### [WHAT YOU SHOULD DO]
Please copy the records below word for word, leaving out the pictures.

-- begin TASK DATA --

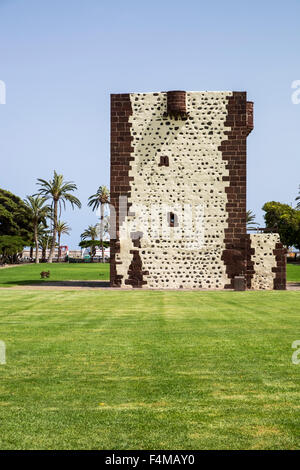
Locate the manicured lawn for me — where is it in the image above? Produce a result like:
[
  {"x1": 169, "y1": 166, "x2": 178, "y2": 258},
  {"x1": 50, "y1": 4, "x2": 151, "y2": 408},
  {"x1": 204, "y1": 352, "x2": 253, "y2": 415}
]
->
[
  {"x1": 286, "y1": 264, "x2": 300, "y2": 282},
  {"x1": 0, "y1": 263, "x2": 109, "y2": 287},
  {"x1": 0, "y1": 288, "x2": 300, "y2": 449},
  {"x1": 0, "y1": 263, "x2": 300, "y2": 287}
]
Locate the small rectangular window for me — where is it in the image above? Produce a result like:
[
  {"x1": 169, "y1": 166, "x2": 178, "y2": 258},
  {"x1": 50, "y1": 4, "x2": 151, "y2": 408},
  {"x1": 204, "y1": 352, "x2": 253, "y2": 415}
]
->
[{"x1": 158, "y1": 156, "x2": 169, "y2": 166}]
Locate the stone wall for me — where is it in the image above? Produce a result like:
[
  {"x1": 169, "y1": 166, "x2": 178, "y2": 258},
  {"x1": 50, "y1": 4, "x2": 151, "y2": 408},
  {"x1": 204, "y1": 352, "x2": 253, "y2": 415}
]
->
[{"x1": 111, "y1": 91, "x2": 286, "y2": 289}]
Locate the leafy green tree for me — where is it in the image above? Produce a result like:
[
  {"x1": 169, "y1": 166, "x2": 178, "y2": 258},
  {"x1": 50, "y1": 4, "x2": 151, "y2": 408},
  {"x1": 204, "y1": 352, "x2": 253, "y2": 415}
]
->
[
  {"x1": 0, "y1": 235, "x2": 25, "y2": 264},
  {"x1": 0, "y1": 189, "x2": 33, "y2": 242},
  {"x1": 88, "y1": 186, "x2": 109, "y2": 262},
  {"x1": 246, "y1": 210, "x2": 259, "y2": 228},
  {"x1": 38, "y1": 227, "x2": 52, "y2": 262},
  {"x1": 57, "y1": 220, "x2": 71, "y2": 261},
  {"x1": 24, "y1": 195, "x2": 51, "y2": 264},
  {"x1": 262, "y1": 201, "x2": 300, "y2": 248},
  {"x1": 37, "y1": 171, "x2": 81, "y2": 263}
]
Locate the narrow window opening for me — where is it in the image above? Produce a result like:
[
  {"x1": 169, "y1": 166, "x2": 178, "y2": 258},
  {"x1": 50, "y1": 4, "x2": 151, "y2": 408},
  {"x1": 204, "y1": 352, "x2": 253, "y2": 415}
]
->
[
  {"x1": 168, "y1": 212, "x2": 178, "y2": 227},
  {"x1": 158, "y1": 156, "x2": 169, "y2": 166}
]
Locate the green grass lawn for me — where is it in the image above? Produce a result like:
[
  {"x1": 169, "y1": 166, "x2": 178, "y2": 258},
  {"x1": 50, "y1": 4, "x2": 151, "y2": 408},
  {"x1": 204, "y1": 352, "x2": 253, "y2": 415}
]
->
[
  {"x1": 0, "y1": 263, "x2": 109, "y2": 287},
  {"x1": 0, "y1": 263, "x2": 300, "y2": 287},
  {"x1": 0, "y1": 288, "x2": 300, "y2": 449}
]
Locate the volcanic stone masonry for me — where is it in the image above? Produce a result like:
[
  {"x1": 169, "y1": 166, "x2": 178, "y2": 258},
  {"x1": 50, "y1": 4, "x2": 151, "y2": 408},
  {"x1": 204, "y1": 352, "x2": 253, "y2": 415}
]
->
[{"x1": 110, "y1": 91, "x2": 286, "y2": 289}]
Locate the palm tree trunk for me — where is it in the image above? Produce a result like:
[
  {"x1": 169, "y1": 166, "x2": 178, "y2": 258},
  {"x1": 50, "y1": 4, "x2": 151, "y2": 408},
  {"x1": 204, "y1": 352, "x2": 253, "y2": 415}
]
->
[
  {"x1": 100, "y1": 203, "x2": 104, "y2": 263},
  {"x1": 57, "y1": 233, "x2": 61, "y2": 262},
  {"x1": 34, "y1": 222, "x2": 39, "y2": 264},
  {"x1": 48, "y1": 201, "x2": 58, "y2": 263}
]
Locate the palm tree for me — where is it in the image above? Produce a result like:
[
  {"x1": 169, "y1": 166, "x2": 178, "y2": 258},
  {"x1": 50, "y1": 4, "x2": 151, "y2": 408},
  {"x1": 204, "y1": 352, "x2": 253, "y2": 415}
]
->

-- end TASK DATA --

### [FINISHED ANSWER]
Locate the manicured lawn for me — where is it in the image above? Produce a result like:
[
  {"x1": 169, "y1": 166, "x2": 178, "y2": 258},
  {"x1": 50, "y1": 4, "x2": 151, "y2": 408},
  {"x1": 204, "y1": 352, "x2": 253, "y2": 415}
]
->
[
  {"x1": 286, "y1": 264, "x2": 300, "y2": 282},
  {"x1": 0, "y1": 263, "x2": 109, "y2": 287},
  {"x1": 0, "y1": 288, "x2": 300, "y2": 449},
  {"x1": 0, "y1": 263, "x2": 300, "y2": 287}
]
Locate the small rectangular window for me — where is it in the image above? Produce a result like:
[
  {"x1": 169, "y1": 166, "x2": 178, "y2": 258},
  {"x1": 50, "y1": 4, "x2": 151, "y2": 408},
  {"x1": 204, "y1": 352, "x2": 253, "y2": 415}
]
->
[{"x1": 158, "y1": 156, "x2": 169, "y2": 166}]
Locate the stone wall for me — where is it in the image above? Produce a result like:
[
  {"x1": 169, "y1": 166, "x2": 178, "y2": 258},
  {"x1": 50, "y1": 4, "x2": 151, "y2": 408},
  {"x1": 204, "y1": 352, "x2": 253, "y2": 415}
]
->
[{"x1": 111, "y1": 91, "x2": 286, "y2": 289}]
Locate the leafy green tree for me — where is it in the image above? Produce a result like:
[
  {"x1": 169, "y1": 166, "x2": 178, "y2": 258},
  {"x1": 50, "y1": 4, "x2": 151, "y2": 408},
  {"x1": 204, "y1": 352, "x2": 253, "y2": 415}
]
->
[
  {"x1": 0, "y1": 235, "x2": 25, "y2": 264},
  {"x1": 0, "y1": 189, "x2": 33, "y2": 242},
  {"x1": 88, "y1": 186, "x2": 109, "y2": 262},
  {"x1": 246, "y1": 210, "x2": 259, "y2": 228},
  {"x1": 38, "y1": 227, "x2": 52, "y2": 262},
  {"x1": 57, "y1": 220, "x2": 71, "y2": 261},
  {"x1": 24, "y1": 195, "x2": 51, "y2": 264},
  {"x1": 262, "y1": 201, "x2": 300, "y2": 248},
  {"x1": 37, "y1": 171, "x2": 81, "y2": 263}
]
Locate the narrow window opening for me — where is it in the image above? Produce a result like:
[
  {"x1": 169, "y1": 166, "x2": 178, "y2": 258},
  {"x1": 50, "y1": 4, "x2": 151, "y2": 408},
  {"x1": 204, "y1": 352, "x2": 253, "y2": 415}
]
->
[
  {"x1": 168, "y1": 212, "x2": 178, "y2": 227},
  {"x1": 158, "y1": 156, "x2": 169, "y2": 166}
]
Locate the green grass lawn for me — where is it in the image above? Produce a result like:
[
  {"x1": 169, "y1": 166, "x2": 178, "y2": 258},
  {"x1": 50, "y1": 4, "x2": 151, "y2": 408},
  {"x1": 204, "y1": 352, "x2": 253, "y2": 415}
]
->
[
  {"x1": 0, "y1": 263, "x2": 109, "y2": 287},
  {"x1": 0, "y1": 263, "x2": 300, "y2": 287},
  {"x1": 0, "y1": 288, "x2": 300, "y2": 449}
]
Locate the volcanic stone masonry for me — where is it in the image above? Produce a result like:
[
  {"x1": 169, "y1": 166, "x2": 178, "y2": 258},
  {"x1": 50, "y1": 4, "x2": 151, "y2": 408},
  {"x1": 204, "y1": 352, "x2": 253, "y2": 415}
]
->
[{"x1": 110, "y1": 91, "x2": 286, "y2": 289}]
Locate the palm tree trunk for me — where is it in the image above? Produce a result like:
[
  {"x1": 169, "y1": 166, "x2": 178, "y2": 258},
  {"x1": 50, "y1": 4, "x2": 151, "y2": 408},
  {"x1": 204, "y1": 352, "x2": 253, "y2": 415}
]
->
[
  {"x1": 100, "y1": 203, "x2": 104, "y2": 263},
  {"x1": 57, "y1": 233, "x2": 61, "y2": 262},
  {"x1": 34, "y1": 222, "x2": 39, "y2": 264},
  {"x1": 48, "y1": 201, "x2": 58, "y2": 263}
]
Locate the palm tree for me — where is it in the image above? Produce a result like:
[
  {"x1": 169, "y1": 166, "x2": 178, "y2": 258},
  {"x1": 50, "y1": 4, "x2": 151, "y2": 408},
  {"x1": 204, "y1": 352, "x2": 253, "y2": 415}
]
->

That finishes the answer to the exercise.